--- START OF Exercise material ---

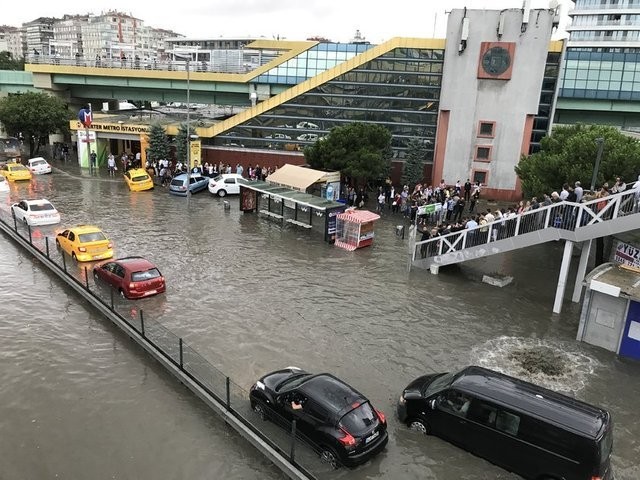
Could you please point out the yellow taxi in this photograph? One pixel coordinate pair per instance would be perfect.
(15, 172)
(84, 243)
(138, 180)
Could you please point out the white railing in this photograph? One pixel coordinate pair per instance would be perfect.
(566, 216)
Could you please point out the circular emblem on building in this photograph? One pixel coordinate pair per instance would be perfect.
(496, 61)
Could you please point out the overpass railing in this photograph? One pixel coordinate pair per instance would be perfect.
(214, 66)
(566, 216)
(280, 434)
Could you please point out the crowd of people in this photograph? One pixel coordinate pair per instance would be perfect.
(449, 213)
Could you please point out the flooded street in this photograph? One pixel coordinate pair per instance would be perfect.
(79, 400)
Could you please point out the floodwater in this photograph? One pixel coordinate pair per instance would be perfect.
(80, 400)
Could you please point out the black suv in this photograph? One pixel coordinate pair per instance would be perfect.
(335, 419)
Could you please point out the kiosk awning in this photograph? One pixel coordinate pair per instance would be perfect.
(295, 177)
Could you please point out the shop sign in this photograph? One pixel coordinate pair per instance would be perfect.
(112, 127)
(627, 254)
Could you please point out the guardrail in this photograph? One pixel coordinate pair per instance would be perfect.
(215, 66)
(286, 447)
(564, 216)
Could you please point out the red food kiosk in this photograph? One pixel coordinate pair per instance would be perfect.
(354, 228)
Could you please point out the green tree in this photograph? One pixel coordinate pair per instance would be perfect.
(358, 150)
(159, 143)
(36, 116)
(182, 143)
(7, 62)
(413, 171)
(569, 154)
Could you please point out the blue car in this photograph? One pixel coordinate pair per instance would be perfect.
(197, 183)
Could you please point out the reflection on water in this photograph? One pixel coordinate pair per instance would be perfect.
(251, 296)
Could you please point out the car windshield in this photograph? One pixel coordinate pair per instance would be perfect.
(292, 382)
(359, 420)
(146, 275)
(91, 237)
(439, 384)
(39, 207)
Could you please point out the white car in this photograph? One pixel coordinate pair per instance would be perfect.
(225, 184)
(279, 136)
(35, 212)
(4, 185)
(309, 125)
(308, 137)
(38, 166)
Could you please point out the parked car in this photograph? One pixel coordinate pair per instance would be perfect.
(138, 179)
(308, 125)
(225, 184)
(85, 243)
(38, 166)
(308, 137)
(197, 183)
(335, 419)
(35, 212)
(524, 428)
(15, 172)
(132, 277)
(4, 185)
(279, 136)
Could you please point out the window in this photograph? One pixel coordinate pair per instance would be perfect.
(480, 176)
(486, 129)
(483, 153)
(507, 422)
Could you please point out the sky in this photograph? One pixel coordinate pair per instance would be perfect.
(377, 20)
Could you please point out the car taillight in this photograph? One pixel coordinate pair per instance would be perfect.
(381, 416)
(347, 440)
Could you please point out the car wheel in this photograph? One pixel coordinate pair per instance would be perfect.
(329, 457)
(419, 425)
(259, 409)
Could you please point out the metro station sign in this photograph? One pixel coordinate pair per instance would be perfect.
(110, 127)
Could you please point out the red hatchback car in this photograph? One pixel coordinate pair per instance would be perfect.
(133, 277)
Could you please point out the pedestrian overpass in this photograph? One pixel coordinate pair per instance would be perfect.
(572, 222)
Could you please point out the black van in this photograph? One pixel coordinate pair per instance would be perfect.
(526, 429)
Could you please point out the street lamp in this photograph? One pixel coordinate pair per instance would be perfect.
(600, 143)
(187, 65)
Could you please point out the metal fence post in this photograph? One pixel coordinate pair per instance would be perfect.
(292, 454)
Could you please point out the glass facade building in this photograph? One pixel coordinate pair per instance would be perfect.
(400, 89)
(603, 52)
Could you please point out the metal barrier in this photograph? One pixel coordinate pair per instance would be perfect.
(567, 218)
(285, 447)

--- END OF Exercise material ---

[Aim of the exercise] Please repeat the entries exactly. Do not include the pictures.

[Expected answer]
Could you please point out the yellow taxi in this photograph? One pixel coordinate pair per instance would be perfect.
(15, 172)
(84, 243)
(138, 180)
Could you please point out the white railing in this photograph? One pixel coordinate pair per instance would be perfect.
(566, 216)
Could you please point out the circular emblem on building in this photograph? One pixel coordinate pair per instance would be perfect.
(496, 61)
Could you please point out the overpass railing in this photograph? One pixel coordinate pair per instance would be perfect.
(214, 66)
(566, 216)
(280, 434)
Could you please point out the crowd of people in this photograph? One pixel coordinate pair per instance would be perfect.
(449, 213)
Could you please point out the flooded street in this photograph? One pixel coordinate pair per instance would be perfect.
(79, 400)
Could you please point out the floodwater in this photograph? One pixel coordinate pair per instance would be perfect.
(80, 400)
Could you please point out the black suv in this photograph? One pixel coordinate pair per instance would be perfect.
(335, 419)
Could you please point out the kiosk awning in this photograph? One pixel coordinate pair per instance would be perfect.
(295, 177)
Could you please point out the shop sign in this photograph? One pixel coordinate pair per instance would be perfect.
(112, 127)
(627, 254)
Could you please point out the guardrail in this photograph? One pixel coordinate pair per instance would be perfect.
(215, 66)
(286, 447)
(564, 216)
Could you please point out the red food kiosk in this photograph? One pixel coordinate pair per instance would be perfect.
(354, 228)
Could you please point out the green tree in this photograph? One pixel coordinate pair per instance would be perfect.
(358, 150)
(159, 143)
(36, 116)
(182, 143)
(7, 62)
(413, 171)
(569, 154)
Could you please point out the blue car in this photograph? One pixel coordinate pair per instance would be perfect.
(197, 183)
Could you please point out the reflection on water in this photograph? One pixel coordinate pair per instance would be perfect.
(251, 296)
Could you please point out the car windshield in this photograph? One pixel coordinate pair per instance would be perfect.
(292, 382)
(359, 420)
(146, 275)
(91, 237)
(439, 384)
(39, 207)
Could you please point out the white car in this photograph? One pixel coordinate pair per instance would be perfect.
(225, 184)
(279, 136)
(35, 212)
(4, 185)
(309, 125)
(308, 137)
(38, 166)
Could you please point out the parked car in this photograph? One pixel coordinate pair per instance would be perfect.
(138, 179)
(308, 125)
(225, 184)
(85, 243)
(38, 166)
(308, 137)
(197, 183)
(335, 419)
(35, 212)
(524, 428)
(15, 172)
(132, 277)
(4, 185)
(279, 136)
Could you please point out the window in this photograph? One pixel coordinate pair per instance would be perfect.
(480, 176)
(486, 129)
(483, 153)
(507, 422)
Could you please point out the sky in this photograph? One pixel coordinate pair per instance would be perfect.
(377, 20)
Could you please point out the car taillight in this photograph? One pixel coordinate pair per instance would be perfect.
(381, 416)
(347, 440)
Could you please point out the car wheel in this photograph? One pixel coordinate pair per instance would be perfect.
(329, 457)
(419, 425)
(259, 409)
Could you please point out the metro station sign in this photograph? One pixel coordinate pair per instance would be perfect.
(110, 127)
Could you please point out the red hatchback car in this photograph? One pixel coordinate pair per instance would be perfect.
(133, 277)
Could you please point out the pedestrian overpass in this photograph? One pixel coordinate pair per instance would be perfect.
(572, 222)
Could you please point out the black van in this photograph? One pixel coordinate pair per instance would be perfect.
(526, 429)
Could you please point out the street lamp in this photograph? One pixel coordinate pair per instance would be perfect.
(600, 143)
(187, 65)
Could you please point out the metal fence post in this photograph? One pixel coordinate pair per instance would be perfect.
(292, 454)
Could you please point out the glass facade building in this photograph? One pixel coordinate pair per instance would be perfect.
(400, 89)
(603, 52)
Could you please point out the metal barrier in this photograph? One pixel coordinate pair per instance would be perfect.
(567, 218)
(285, 447)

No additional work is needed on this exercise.